:: Excerpts from point-annotation data ::
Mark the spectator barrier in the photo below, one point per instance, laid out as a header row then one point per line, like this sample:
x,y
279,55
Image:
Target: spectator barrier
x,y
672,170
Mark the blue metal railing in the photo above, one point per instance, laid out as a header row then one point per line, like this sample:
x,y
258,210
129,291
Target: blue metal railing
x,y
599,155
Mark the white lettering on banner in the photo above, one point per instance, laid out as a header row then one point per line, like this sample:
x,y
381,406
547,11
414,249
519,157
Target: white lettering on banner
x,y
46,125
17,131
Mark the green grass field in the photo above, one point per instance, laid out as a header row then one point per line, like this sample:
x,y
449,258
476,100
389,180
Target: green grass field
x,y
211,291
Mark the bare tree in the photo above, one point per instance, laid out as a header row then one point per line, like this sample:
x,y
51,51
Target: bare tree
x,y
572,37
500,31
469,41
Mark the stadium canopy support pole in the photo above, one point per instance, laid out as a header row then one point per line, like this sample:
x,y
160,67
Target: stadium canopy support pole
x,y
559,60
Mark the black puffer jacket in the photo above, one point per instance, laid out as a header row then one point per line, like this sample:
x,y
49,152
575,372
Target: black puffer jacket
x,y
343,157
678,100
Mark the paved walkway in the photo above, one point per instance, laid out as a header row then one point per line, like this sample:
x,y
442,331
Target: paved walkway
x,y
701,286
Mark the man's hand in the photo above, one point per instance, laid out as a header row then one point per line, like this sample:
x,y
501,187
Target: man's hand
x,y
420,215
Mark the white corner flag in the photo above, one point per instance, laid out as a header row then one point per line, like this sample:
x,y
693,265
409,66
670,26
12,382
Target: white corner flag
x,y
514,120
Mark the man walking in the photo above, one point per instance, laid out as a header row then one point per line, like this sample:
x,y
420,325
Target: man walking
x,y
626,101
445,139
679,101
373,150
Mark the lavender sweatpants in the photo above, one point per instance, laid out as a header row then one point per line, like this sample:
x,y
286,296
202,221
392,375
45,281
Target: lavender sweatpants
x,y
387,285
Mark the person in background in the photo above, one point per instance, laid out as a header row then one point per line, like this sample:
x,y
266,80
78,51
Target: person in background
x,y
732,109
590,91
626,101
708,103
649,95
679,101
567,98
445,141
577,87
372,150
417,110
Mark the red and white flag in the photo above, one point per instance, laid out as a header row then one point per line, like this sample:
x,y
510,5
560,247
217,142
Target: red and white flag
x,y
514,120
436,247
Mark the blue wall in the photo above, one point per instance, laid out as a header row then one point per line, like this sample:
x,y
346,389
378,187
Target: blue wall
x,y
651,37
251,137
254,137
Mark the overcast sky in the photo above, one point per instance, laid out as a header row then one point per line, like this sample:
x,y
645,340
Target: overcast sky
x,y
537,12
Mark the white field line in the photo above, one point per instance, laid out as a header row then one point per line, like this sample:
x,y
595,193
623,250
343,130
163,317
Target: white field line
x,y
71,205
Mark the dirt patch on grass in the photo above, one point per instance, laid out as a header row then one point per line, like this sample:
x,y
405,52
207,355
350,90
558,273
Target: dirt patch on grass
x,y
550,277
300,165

:: Short task ::
Can you output all of the material above again, verbatim and line for line, with nothing changed?

:: Solution for this task ::
Mark the spectator barrier in the photo below, one point per instance, laid out as a header row then one point per line, like this sample:
x,y
279,55
Image:
Target: spectator barrier
x,y
672,170
Mark the blue metal railing in the photo above, one point per instance, laid out as a header row then one point per line, like this sample:
x,y
258,210
129,291
Target: blue metal railing
x,y
599,155
Mark the white lettering on banner in the photo above, one point per instance, laid out as a header row then one point per line, like this sample:
x,y
381,406
547,11
414,249
519,157
Target: white lettering on banner
x,y
46,125
17,131
Mark the green grass field in the photo above, one point per instance, laid out as a header row then one point per line, like this sample:
x,y
449,258
476,100
389,180
Target: green grass field
x,y
211,291
Mark the bare tree in the photo above, one point per instance, laid out as a header row then one point per line, like this sample:
x,y
51,51
Target: bare tree
x,y
572,37
500,31
469,41
Mark the stadium canopy support pole in the photo above, one point per instance, laid out as a header row then one point per line, like this sample:
x,y
160,67
Target: stadium canopy support pole
x,y
559,60
Mark the black puffer jacket in the photo above, one point per instance, laid out as a header row then one point per line, like this sample:
x,y
49,152
575,372
Target: black puffer jacket
x,y
343,157
678,100
Mark the paved walkway in the photo above, one point per instance, laid out as a header row then one point per line, like this sample:
x,y
442,331
Target: paved walkway
x,y
701,286
Mark the man's hand in the photo above, one point per instance, laid out as a header row then one point per line, like this sample:
x,y
501,187
Target: man's hand
x,y
420,215
Mark the white corner flag in the photo above, one point per instance, laid out as a header row then one point per line, like this sample:
x,y
693,265
409,66
670,26
12,382
Target: white corner flag
x,y
514,120
Mark the man walking in the photo above, one point per instance, laid out as a header row then one point per line, like this sample:
x,y
420,325
Target: man walking
x,y
626,101
445,139
679,101
373,150
Mark the lavender sweatpants in the photo above, one point per instance, laid out as a header row then one point per line, like this sample:
x,y
286,296
202,221
392,375
45,281
Target: lavender sweatpants
x,y
387,285
Mark the person in background in the photo above, one point per instance, laid out as a header row then one point per line, like this sample:
x,y
266,80
78,51
Target: person in background
x,y
732,109
590,91
626,101
708,103
649,95
679,101
567,98
445,141
577,87
372,150
417,110
Mark the red and white flag in the photo above, one point per instance, laid out as a header row then one point per line, like this sample:
x,y
510,5
560,247
217,142
Target: red and white flag
x,y
514,120
436,247
Mark the blue wall in the photo above, one point per instance, laid out as a header row then one point per line, like this sample:
x,y
346,389
378,187
Target: blue wall
x,y
651,37
251,137
254,137
Mark the overcast sky in the photo above, one point per instance, laid out as a header row then one point per line, like this sample:
x,y
645,340
Target: overcast sky
x,y
537,12
Mark the white field line in the photo above, one point per instance, laid out as a header row then one point per line, like this sample:
x,y
595,193
623,250
343,130
163,317
Target: white field line
x,y
71,205
Mark the dirt patch on grass in the photo above, one point per instance, laid out as a header row then one point per line, like this sample:
x,y
405,52
207,355
350,90
558,273
Target: dirt patch on grass
x,y
550,277
300,165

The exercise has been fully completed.